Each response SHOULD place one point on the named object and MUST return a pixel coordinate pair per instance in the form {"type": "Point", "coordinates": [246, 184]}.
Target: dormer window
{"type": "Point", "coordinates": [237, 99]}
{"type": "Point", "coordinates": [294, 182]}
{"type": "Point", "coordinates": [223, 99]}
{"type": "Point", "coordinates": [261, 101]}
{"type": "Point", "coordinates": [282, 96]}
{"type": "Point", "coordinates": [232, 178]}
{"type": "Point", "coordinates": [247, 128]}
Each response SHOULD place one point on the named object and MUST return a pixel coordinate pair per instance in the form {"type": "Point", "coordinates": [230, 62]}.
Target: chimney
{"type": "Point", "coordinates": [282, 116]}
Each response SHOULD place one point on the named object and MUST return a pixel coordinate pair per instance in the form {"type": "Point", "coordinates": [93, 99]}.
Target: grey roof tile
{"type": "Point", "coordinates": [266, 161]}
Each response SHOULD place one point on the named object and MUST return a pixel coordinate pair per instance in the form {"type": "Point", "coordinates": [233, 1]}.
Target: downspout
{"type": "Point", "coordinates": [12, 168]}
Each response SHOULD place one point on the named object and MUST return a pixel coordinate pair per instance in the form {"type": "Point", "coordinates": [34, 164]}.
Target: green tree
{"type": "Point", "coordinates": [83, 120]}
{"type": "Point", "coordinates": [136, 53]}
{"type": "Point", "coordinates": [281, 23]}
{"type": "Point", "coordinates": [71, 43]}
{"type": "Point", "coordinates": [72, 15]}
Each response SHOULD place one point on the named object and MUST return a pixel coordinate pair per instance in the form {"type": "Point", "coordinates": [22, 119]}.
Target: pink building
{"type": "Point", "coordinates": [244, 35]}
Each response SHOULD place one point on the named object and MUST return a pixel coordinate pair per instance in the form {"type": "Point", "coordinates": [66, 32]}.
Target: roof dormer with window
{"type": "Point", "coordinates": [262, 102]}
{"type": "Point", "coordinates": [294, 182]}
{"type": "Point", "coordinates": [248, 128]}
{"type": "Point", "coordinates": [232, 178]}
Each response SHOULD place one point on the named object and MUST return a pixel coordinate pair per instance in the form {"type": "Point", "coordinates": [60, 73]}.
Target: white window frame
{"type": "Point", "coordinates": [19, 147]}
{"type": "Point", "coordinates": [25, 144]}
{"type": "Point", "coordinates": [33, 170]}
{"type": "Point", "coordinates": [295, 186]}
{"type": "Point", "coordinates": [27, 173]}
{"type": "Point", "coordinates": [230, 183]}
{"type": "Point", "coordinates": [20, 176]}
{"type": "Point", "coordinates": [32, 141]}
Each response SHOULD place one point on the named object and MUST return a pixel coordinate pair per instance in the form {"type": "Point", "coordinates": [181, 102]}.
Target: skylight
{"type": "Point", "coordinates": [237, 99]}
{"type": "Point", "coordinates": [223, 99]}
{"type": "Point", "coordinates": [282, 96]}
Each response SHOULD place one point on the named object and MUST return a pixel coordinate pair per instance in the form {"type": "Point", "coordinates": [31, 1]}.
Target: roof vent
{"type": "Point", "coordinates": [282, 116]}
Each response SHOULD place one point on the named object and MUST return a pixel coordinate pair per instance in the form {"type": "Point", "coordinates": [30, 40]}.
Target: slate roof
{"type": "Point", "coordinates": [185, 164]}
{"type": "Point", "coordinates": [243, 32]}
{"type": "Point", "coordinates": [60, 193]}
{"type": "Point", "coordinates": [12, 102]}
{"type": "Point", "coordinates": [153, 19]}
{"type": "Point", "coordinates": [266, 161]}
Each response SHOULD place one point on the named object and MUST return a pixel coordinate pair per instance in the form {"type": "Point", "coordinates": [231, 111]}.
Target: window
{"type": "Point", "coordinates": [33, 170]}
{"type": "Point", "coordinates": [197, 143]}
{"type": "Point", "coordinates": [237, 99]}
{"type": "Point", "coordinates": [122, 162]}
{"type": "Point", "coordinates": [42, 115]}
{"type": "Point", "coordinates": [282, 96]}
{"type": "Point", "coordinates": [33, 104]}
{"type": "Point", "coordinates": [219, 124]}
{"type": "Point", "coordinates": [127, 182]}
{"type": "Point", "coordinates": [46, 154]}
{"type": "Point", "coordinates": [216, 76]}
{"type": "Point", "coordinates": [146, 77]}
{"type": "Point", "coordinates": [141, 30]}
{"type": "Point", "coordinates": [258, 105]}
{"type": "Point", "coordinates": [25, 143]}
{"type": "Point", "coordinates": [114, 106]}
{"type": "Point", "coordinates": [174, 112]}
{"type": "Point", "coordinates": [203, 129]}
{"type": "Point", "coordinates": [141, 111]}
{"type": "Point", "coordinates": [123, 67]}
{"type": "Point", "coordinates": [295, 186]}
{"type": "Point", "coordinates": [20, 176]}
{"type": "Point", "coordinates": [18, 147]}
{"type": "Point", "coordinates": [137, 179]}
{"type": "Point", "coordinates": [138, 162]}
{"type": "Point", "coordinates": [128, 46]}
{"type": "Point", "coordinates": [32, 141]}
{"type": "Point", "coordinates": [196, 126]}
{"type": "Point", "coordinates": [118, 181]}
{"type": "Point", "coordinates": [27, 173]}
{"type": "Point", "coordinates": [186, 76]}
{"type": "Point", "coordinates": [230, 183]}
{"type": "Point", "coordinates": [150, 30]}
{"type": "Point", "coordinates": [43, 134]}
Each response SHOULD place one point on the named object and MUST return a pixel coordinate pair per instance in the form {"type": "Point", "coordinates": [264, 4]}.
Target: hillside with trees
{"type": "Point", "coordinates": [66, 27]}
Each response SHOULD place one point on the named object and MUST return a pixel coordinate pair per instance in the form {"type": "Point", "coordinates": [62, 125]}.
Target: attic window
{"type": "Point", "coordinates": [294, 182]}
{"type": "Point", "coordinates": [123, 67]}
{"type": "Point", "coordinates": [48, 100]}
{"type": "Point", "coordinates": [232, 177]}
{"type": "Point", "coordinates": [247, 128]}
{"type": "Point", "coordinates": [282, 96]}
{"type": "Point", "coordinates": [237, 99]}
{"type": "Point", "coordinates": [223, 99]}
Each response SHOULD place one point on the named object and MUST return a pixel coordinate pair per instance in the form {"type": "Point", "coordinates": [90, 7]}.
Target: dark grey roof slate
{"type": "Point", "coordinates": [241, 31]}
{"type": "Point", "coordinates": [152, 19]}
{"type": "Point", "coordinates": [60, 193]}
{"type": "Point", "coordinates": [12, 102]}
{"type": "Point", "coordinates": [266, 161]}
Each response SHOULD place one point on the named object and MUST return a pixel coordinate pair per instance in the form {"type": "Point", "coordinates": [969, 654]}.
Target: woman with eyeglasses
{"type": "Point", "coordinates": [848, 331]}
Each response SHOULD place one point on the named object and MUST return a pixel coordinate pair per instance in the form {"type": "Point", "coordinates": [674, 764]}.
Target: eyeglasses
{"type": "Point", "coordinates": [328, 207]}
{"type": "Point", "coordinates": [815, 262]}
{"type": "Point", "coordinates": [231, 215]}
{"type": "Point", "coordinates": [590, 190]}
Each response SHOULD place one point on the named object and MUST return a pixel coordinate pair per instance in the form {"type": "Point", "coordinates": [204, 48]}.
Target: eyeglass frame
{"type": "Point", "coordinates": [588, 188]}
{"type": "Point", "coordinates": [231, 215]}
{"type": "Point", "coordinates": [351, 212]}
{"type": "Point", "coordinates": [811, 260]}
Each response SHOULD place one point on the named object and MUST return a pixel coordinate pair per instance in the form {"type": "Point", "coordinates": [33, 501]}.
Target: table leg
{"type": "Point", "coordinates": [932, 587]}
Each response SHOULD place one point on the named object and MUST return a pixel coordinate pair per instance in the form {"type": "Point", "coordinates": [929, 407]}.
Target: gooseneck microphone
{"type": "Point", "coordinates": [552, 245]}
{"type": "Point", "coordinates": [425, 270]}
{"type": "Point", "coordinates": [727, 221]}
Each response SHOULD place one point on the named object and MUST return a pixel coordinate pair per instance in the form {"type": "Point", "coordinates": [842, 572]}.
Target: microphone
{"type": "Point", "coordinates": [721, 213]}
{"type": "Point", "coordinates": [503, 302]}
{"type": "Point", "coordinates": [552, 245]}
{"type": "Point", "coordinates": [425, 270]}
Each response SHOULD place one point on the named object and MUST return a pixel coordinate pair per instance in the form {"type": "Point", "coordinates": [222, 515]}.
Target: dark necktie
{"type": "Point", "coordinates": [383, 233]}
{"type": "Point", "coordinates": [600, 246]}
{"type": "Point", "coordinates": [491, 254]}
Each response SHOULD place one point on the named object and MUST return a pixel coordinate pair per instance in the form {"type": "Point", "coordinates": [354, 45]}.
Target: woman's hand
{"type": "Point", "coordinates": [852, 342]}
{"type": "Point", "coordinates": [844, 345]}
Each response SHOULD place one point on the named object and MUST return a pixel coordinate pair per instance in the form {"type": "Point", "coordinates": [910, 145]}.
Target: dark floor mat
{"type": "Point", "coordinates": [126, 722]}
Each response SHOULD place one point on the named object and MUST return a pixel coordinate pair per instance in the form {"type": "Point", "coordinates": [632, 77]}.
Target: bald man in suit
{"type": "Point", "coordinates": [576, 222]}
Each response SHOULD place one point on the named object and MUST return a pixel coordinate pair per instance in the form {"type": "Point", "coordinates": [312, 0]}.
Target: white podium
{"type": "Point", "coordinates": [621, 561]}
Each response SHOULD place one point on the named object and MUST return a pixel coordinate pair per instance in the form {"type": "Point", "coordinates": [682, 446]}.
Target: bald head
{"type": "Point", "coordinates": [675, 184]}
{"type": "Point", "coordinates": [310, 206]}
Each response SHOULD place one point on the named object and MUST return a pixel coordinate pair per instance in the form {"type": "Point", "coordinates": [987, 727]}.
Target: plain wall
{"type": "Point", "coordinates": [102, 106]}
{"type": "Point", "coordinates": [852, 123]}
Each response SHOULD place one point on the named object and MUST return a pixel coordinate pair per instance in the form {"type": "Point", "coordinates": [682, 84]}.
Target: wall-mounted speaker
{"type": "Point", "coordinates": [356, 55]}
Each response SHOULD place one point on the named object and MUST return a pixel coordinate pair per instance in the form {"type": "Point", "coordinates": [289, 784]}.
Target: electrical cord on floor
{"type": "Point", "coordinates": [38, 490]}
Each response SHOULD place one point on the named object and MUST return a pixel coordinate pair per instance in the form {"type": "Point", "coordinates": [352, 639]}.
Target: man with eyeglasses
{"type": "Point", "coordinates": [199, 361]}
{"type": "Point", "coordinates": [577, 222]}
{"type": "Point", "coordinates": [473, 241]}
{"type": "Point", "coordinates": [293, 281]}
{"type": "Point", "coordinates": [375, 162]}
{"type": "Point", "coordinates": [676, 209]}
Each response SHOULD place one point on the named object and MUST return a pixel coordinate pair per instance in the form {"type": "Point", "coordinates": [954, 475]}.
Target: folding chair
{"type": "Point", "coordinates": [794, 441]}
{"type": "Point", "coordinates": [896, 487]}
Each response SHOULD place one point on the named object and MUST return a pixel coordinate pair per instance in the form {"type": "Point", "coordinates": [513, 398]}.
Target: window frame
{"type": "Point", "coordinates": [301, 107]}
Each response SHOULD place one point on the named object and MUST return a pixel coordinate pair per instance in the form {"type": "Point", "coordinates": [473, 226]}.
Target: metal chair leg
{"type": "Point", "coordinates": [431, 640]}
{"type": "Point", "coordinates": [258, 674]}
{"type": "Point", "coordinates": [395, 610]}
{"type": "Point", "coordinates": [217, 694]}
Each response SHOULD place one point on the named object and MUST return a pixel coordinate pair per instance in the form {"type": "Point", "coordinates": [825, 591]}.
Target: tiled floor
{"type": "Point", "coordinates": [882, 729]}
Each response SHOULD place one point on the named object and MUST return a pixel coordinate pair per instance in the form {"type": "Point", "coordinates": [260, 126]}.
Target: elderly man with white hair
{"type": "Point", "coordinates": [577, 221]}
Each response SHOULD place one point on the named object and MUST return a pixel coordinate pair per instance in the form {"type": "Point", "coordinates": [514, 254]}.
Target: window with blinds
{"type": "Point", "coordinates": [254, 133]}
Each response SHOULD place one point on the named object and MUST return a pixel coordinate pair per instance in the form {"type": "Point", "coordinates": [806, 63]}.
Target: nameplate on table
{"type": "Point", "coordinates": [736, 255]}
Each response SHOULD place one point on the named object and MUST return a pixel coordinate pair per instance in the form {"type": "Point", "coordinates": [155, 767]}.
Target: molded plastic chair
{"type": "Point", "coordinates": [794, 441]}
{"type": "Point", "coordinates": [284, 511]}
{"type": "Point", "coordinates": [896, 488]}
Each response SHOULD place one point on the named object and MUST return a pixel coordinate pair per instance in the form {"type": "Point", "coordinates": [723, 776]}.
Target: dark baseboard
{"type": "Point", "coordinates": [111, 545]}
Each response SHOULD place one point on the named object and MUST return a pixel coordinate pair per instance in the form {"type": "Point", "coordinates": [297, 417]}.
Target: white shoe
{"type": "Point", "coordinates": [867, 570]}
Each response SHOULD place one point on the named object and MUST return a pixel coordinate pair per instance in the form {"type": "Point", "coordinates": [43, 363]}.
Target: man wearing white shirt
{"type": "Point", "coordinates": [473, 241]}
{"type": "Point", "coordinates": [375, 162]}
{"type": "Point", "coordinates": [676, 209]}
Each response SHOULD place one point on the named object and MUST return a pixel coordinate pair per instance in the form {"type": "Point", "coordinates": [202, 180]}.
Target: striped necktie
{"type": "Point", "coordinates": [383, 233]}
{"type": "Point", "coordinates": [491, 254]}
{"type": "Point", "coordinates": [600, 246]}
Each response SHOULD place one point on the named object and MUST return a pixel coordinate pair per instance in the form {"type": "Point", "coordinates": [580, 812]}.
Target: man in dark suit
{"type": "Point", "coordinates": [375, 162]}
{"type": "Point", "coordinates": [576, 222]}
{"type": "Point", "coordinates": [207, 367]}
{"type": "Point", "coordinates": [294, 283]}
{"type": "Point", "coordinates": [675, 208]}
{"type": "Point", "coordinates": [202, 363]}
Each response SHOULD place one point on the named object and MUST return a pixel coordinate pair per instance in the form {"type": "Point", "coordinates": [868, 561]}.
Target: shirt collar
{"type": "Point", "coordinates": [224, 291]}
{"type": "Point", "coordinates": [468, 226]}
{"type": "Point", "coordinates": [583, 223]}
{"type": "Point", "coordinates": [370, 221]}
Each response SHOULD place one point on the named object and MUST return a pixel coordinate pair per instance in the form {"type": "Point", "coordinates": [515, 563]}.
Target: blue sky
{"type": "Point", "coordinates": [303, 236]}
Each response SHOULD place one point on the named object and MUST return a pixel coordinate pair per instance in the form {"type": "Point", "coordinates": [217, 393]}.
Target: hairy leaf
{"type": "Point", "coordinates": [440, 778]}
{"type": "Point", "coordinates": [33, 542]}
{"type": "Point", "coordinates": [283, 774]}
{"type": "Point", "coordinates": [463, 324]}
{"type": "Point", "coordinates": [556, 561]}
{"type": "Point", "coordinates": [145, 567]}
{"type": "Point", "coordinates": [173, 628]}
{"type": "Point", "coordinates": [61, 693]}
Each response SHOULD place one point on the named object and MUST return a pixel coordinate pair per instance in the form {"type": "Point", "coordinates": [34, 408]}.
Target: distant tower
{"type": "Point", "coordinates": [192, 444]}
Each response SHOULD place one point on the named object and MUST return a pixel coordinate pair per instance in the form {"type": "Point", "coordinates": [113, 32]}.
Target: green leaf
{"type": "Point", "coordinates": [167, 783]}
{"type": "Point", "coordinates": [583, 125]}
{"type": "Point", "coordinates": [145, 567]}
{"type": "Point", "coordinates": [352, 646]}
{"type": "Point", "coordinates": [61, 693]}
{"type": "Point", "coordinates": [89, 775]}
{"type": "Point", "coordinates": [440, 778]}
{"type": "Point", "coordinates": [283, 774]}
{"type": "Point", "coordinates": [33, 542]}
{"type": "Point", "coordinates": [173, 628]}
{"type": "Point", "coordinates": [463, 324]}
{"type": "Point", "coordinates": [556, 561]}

EXERCISE DETAILS: Report every line in the entries above that contains the word "white". Only matches with the same capitalization count.

RESULT OF THE EXERCISE:
Target: white window frame
Target: white podium
Target: elderly man with white hair
Target: white shoe
Target: man wearing white shirt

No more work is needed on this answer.